Single by Sara Bareilles

from the album Kaleidoscope Heart
- Released: May 10, 2010
- Recorded: 2009–2010
- Studio: The Village Recorder (Los Angeles, CA)
- Genre: Pop rock
- Length: 3:27
- Label: Epic
- Songwriter: Sara Bareilles
- Producer: Neal Avron

Sara Bareilles singles chronology
| "Gravity" (2009) | "King of Anything" (2010) | "Uncharted" (2011) |

= King of Anything =

"King of Anything" is a song written and recorded by American singer Sara Bareilles. The song was produced by Neal Avron, and served as the first single from her third studio album, Kaleidoscope Heart (2010). The song was nominated at the 53rd Grammy Awards for Best Female Pop Vocal Performance, though it ultimately lost to Lady Gaga's "Bad Romance". The song was her second time being nominated for the category and her third nomination overall.

**BRIEF 1:** Decide whether each statement agrees with the article on "King of Anything": (a) Sara Bareilles produced the song. (b) The song was the first single from Kaleidoscope Heart. (c) The song won the Grammy for Best Female Pop Vocal Performance. Answer yes or no for each, quoting the words from the article that settle it.
**BRIEF 2:** Carry on the article on "King of Anything" from its last sentence.

**MATERIAL SHOWN:**
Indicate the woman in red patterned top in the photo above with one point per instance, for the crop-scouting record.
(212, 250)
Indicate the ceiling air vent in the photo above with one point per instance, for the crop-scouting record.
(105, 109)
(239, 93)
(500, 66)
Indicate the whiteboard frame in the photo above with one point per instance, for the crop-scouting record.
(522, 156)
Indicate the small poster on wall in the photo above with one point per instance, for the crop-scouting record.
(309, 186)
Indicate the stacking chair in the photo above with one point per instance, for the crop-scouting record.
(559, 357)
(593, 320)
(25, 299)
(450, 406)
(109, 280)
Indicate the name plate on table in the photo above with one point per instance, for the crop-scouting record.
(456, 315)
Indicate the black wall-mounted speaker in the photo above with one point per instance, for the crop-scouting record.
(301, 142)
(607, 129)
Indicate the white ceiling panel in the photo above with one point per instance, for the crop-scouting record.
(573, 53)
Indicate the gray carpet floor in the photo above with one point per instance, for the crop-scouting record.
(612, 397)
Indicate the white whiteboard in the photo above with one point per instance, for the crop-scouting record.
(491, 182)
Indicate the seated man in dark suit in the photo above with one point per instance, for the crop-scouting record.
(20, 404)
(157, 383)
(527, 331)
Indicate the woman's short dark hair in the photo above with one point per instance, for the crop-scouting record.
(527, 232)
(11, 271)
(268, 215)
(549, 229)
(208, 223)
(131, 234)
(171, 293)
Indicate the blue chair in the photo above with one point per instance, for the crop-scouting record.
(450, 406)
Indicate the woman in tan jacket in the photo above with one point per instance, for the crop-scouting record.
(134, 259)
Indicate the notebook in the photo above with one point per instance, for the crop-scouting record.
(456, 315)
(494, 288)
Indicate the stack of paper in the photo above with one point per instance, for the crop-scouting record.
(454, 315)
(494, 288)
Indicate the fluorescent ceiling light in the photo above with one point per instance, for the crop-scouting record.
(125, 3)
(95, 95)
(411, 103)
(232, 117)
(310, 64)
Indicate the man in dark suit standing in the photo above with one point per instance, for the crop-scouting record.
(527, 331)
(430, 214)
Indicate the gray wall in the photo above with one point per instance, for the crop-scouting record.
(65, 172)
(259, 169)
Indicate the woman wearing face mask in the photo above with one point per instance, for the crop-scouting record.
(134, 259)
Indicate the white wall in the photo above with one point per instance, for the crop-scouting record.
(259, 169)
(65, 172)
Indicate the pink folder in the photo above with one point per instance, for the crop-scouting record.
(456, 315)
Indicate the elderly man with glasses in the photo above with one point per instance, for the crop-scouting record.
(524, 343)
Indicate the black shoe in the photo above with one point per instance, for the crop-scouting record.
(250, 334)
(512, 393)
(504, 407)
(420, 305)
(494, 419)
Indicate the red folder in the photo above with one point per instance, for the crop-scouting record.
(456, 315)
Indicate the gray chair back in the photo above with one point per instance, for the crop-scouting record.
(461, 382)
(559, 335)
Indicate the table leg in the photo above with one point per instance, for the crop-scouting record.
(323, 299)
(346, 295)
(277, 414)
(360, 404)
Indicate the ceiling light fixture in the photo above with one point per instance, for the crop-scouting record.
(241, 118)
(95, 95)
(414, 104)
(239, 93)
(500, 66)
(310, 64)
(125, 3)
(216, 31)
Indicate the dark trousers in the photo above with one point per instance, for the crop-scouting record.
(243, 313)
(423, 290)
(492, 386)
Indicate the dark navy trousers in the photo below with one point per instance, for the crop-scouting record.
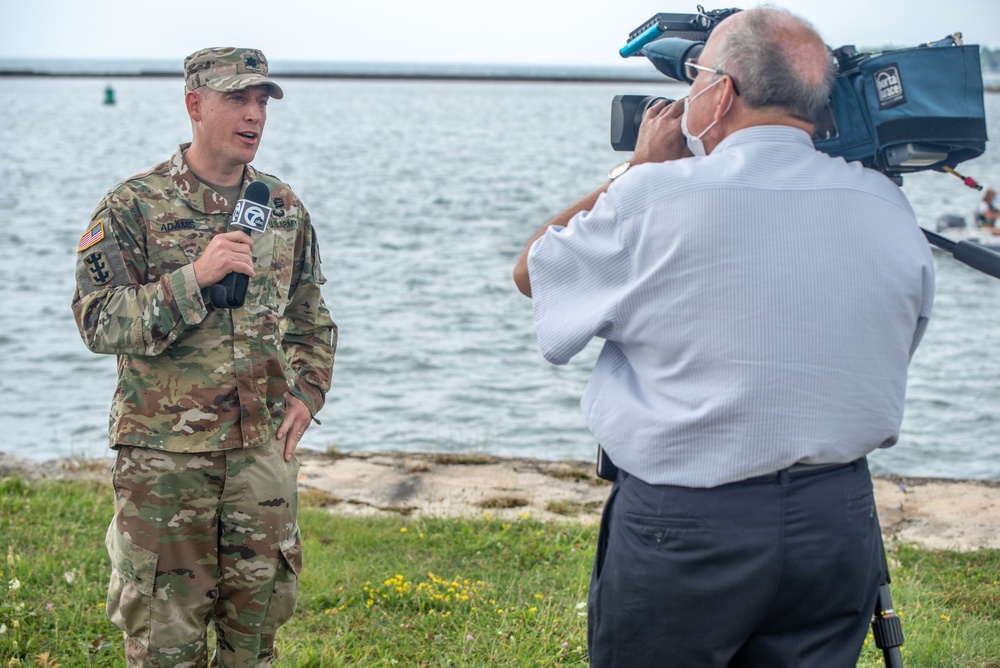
(780, 570)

**EXERCISE RESPONSE 1:**
(a) No: "The song was produced by Neal Avron"
(b) Yes: "served as the first single from her third studio album, Kaleidoscope Heart (2010)"
(c) No: "though it ultimately lost to Lady Gaga's "Bad Romance""

**EXERCISE RESPONSE 2:**
==Background==
"'King of Anything' is sort of a 'f[uck] you' song," Bareilles said. "I've had more unsolicited advice on my life than I care to mention, and this was how I dealt with it. It felt empowering to turn that frustration into music, especially a song that doesn't even sound angry. That's sort of what 'Love Song' was as well. Apparently, I don't get over things very quickly."

==Release==
"King of Anything" was released to radio in the US on May 10, 2010. It was released for sale on June 22, 2010.
It was released in Europe in the spring of 2011.

==Music video==
The music video was released on June 29, 2010. It was filmed in Vancouver, Canada by director Laurent Briet and features Sara singing in a number of different places accompanied by a brass band; in a restaurant, on a bus, in a music store, standing in front of a mural and finally in a garden of flowers. The scenes of the video are all fragmented throughout. A behind-the-scenes of the video was released on Bareilles' official Facebook page. Bareilles states in the behind-the-scenes video that she had input in the making of the music video, writing a treatment for it as soon as she had written the song.

== Chart performance ==
In the week dated July 5, 2010, it debuted at number 59 on the Billboard Hot 100, making it her second entry and also her highest debut on the chart so far. It peaked at number 32, becoming her second top 40 single in the United States, after "Love Song". It peaked the highest on the Dutch Top 40, where it peaked at number 21.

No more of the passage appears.